Position identification records
## start
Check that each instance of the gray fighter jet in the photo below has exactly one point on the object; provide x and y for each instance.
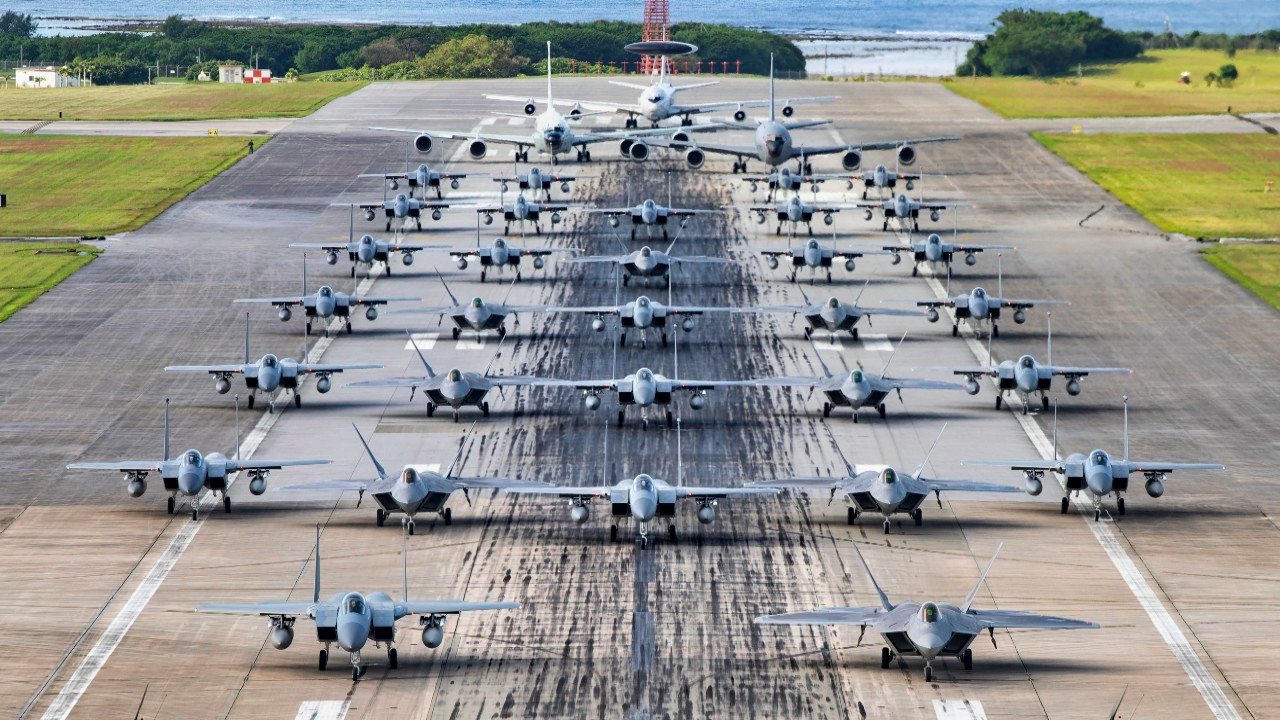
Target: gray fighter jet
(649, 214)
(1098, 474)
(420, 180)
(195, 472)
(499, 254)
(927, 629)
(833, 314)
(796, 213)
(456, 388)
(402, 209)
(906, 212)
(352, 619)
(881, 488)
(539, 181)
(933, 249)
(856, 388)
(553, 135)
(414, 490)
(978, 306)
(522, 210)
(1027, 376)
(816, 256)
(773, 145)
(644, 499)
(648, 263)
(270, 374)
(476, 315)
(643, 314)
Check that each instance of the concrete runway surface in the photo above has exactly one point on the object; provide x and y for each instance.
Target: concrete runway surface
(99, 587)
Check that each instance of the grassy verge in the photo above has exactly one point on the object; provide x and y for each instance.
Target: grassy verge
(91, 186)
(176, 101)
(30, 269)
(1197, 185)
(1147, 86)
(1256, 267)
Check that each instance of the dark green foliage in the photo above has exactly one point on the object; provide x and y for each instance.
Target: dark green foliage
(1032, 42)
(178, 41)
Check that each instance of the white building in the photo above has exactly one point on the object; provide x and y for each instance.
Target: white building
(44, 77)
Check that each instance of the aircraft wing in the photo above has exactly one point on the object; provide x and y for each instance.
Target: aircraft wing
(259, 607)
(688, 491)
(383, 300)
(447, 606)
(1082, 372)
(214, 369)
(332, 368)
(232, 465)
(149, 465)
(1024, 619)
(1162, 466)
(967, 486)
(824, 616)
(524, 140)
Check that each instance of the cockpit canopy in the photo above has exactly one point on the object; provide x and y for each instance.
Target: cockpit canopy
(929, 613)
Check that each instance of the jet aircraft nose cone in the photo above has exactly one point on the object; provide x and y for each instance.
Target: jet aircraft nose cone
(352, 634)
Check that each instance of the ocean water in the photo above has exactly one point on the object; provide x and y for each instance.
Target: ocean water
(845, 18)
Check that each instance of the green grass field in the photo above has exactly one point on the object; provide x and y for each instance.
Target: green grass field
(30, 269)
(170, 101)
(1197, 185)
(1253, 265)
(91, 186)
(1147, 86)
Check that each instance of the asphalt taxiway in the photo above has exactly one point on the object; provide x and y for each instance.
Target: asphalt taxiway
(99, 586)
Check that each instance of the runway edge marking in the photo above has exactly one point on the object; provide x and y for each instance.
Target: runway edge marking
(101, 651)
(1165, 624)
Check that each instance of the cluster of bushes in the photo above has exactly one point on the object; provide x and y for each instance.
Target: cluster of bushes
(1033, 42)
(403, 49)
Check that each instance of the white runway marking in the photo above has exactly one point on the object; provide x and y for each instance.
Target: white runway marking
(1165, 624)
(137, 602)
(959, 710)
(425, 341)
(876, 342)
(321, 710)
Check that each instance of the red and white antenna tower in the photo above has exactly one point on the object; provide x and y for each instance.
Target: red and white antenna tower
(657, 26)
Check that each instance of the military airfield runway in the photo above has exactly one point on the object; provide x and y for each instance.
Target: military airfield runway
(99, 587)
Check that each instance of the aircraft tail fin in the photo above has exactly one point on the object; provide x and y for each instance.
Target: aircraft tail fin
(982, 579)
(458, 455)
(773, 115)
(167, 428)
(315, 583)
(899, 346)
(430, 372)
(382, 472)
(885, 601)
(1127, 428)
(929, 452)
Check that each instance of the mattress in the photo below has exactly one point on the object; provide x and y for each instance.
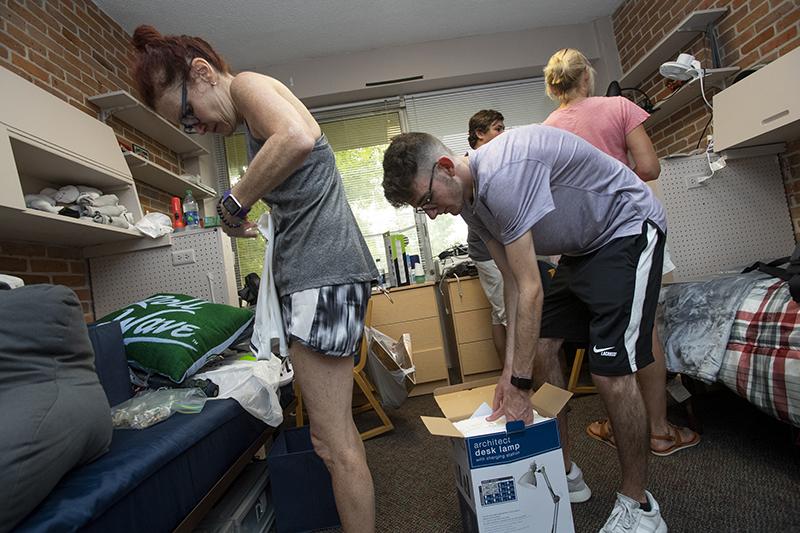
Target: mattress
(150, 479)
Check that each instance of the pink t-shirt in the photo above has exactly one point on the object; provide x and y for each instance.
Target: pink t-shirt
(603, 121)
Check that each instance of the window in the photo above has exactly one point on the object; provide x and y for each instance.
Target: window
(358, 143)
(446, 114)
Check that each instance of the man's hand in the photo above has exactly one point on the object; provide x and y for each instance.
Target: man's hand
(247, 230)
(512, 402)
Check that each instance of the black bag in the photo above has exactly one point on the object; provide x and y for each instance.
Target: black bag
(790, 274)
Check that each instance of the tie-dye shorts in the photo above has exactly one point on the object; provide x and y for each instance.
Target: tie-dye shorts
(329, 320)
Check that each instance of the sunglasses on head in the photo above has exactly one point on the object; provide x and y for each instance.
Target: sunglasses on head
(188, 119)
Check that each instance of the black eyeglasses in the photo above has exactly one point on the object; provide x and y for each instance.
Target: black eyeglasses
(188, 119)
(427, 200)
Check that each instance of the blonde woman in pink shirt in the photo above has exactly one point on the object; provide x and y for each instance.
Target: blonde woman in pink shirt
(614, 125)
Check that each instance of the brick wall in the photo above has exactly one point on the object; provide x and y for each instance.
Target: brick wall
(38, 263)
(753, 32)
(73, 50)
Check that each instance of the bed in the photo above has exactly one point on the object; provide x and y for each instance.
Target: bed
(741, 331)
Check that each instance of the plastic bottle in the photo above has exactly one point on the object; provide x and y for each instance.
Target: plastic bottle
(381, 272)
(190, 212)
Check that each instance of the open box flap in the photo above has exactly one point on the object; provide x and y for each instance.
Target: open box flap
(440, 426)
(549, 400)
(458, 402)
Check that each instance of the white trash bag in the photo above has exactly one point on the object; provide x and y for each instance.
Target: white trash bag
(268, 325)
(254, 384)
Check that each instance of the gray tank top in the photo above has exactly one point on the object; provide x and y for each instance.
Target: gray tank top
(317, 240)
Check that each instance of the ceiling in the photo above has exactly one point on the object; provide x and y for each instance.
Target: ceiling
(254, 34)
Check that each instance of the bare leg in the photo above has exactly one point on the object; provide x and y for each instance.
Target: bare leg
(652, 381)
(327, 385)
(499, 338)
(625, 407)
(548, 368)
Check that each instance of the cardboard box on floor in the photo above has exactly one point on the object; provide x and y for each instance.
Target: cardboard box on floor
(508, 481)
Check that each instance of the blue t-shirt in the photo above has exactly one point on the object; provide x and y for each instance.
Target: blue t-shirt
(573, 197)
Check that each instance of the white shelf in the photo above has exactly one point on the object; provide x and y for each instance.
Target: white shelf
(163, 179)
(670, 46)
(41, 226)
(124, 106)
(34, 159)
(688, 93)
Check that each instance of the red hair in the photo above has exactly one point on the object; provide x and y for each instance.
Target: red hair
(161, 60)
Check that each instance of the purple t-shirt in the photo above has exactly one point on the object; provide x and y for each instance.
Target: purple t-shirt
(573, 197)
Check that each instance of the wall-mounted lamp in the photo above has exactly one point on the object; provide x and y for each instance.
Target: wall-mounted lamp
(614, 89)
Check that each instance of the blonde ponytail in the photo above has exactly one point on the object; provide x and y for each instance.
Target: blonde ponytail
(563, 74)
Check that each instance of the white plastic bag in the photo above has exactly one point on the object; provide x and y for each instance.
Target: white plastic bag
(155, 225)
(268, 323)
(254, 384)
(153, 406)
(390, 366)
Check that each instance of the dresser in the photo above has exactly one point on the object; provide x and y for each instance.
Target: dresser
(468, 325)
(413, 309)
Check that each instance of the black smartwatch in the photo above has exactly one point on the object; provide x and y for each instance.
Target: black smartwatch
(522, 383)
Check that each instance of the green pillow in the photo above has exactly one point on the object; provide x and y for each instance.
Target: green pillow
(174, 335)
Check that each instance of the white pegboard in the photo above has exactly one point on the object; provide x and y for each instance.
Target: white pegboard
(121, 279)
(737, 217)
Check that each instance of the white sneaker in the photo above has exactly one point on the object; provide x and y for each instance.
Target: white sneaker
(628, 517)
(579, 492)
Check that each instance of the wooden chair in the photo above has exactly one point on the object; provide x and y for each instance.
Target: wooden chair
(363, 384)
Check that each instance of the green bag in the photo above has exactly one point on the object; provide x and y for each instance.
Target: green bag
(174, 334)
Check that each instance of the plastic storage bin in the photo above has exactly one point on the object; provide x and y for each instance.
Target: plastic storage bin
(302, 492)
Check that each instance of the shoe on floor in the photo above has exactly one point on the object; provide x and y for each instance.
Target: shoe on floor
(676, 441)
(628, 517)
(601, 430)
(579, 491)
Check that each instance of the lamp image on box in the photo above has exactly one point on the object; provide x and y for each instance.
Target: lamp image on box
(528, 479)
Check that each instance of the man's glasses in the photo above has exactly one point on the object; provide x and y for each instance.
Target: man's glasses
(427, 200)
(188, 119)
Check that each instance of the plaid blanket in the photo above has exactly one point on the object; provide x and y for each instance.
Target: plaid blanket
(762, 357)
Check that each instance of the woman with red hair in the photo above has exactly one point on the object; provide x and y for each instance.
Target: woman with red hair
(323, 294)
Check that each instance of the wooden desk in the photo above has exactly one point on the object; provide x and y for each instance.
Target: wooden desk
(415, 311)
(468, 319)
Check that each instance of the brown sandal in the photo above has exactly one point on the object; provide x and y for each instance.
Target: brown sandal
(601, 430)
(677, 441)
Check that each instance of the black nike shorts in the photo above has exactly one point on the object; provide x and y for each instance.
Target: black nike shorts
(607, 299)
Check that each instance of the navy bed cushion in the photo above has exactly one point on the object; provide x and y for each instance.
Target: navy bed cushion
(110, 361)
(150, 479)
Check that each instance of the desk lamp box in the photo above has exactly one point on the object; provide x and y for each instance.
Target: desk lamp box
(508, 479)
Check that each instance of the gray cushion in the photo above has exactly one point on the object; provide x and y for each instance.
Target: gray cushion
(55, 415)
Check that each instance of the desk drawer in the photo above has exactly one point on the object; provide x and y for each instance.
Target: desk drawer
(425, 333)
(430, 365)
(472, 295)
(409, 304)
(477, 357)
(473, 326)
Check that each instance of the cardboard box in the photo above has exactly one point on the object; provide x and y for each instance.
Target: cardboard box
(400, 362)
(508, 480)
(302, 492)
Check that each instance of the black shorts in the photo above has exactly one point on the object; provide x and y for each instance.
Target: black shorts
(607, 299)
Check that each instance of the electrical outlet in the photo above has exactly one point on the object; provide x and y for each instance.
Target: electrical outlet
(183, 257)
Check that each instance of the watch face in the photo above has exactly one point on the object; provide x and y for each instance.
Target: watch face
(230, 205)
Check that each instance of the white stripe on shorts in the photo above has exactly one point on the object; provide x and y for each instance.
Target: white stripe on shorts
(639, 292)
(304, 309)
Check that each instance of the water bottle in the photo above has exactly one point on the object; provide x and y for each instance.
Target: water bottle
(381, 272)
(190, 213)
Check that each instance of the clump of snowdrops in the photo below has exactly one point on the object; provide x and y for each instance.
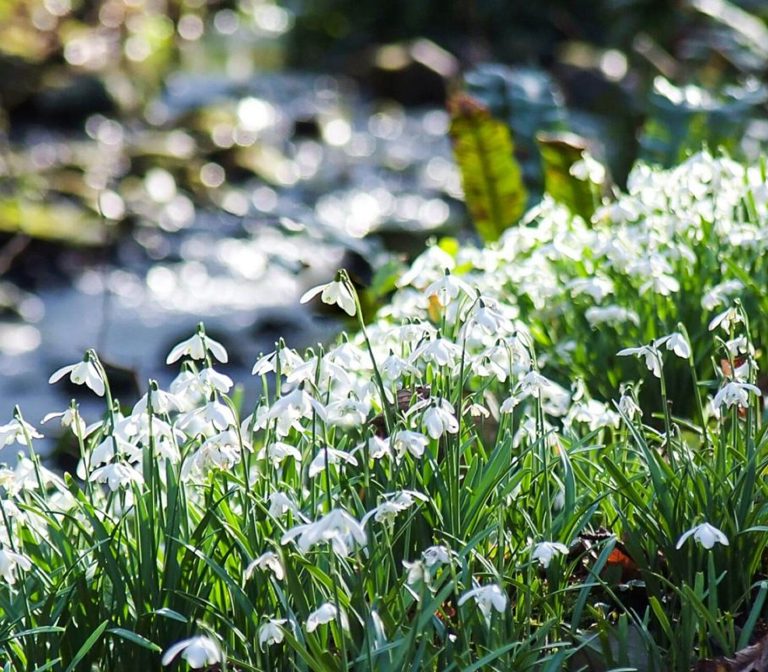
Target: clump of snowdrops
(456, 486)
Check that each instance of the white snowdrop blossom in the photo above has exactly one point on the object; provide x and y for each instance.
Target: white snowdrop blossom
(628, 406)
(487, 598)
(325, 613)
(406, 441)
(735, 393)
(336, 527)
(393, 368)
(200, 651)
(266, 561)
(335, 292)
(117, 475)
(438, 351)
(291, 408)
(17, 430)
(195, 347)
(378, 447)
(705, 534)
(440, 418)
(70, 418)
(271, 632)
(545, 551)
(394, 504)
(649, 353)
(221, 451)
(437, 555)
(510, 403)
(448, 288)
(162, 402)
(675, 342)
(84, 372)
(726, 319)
## end
The problem: Exactly the lines from the line with "Check that each instance of the electrical" through the last line of the listing, both included, should be extracted, and the pictures left behind.

Answer to this task:
Check that each instance of the electrical outlet in the photo above has exactly one point on the object; provide x and y for each instance.
Target: electrical outlet
(183, 257)
Check that each instance of the watch face in the photo above has exactly one point on the object; provide x and y for each instance.
Target: watch face
(230, 205)
Check that each instance of the white stripe on shorts in the photo above has exactly one point on the object; provide x and y for each instance.
Target: white stripe on shorts
(639, 292)
(304, 309)
Check that each instance of the water bottle in the photo above has exactly one point on the object; provide x and y for each instance.
Target: water bottle
(381, 272)
(190, 213)
Check that each instance of the clump of snowdrops in the photo below has exactly one point on the object; provide x and y for each instance.
Target: clump of snowdrops
(456, 486)
Check that each instance of the white snowdrop blossom in the photo above has exactly one point on the object; provide x and y for each instance.
Target: white snowdrop blossom
(628, 406)
(487, 598)
(325, 613)
(406, 441)
(735, 393)
(336, 527)
(393, 368)
(200, 651)
(266, 561)
(335, 292)
(117, 475)
(438, 351)
(291, 408)
(17, 430)
(195, 347)
(378, 447)
(705, 534)
(440, 418)
(70, 418)
(271, 632)
(545, 551)
(394, 504)
(649, 353)
(221, 451)
(437, 555)
(510, 403)
(448, 288)
(162, 402)
(675, 342)
(84, 372)
(726, 319)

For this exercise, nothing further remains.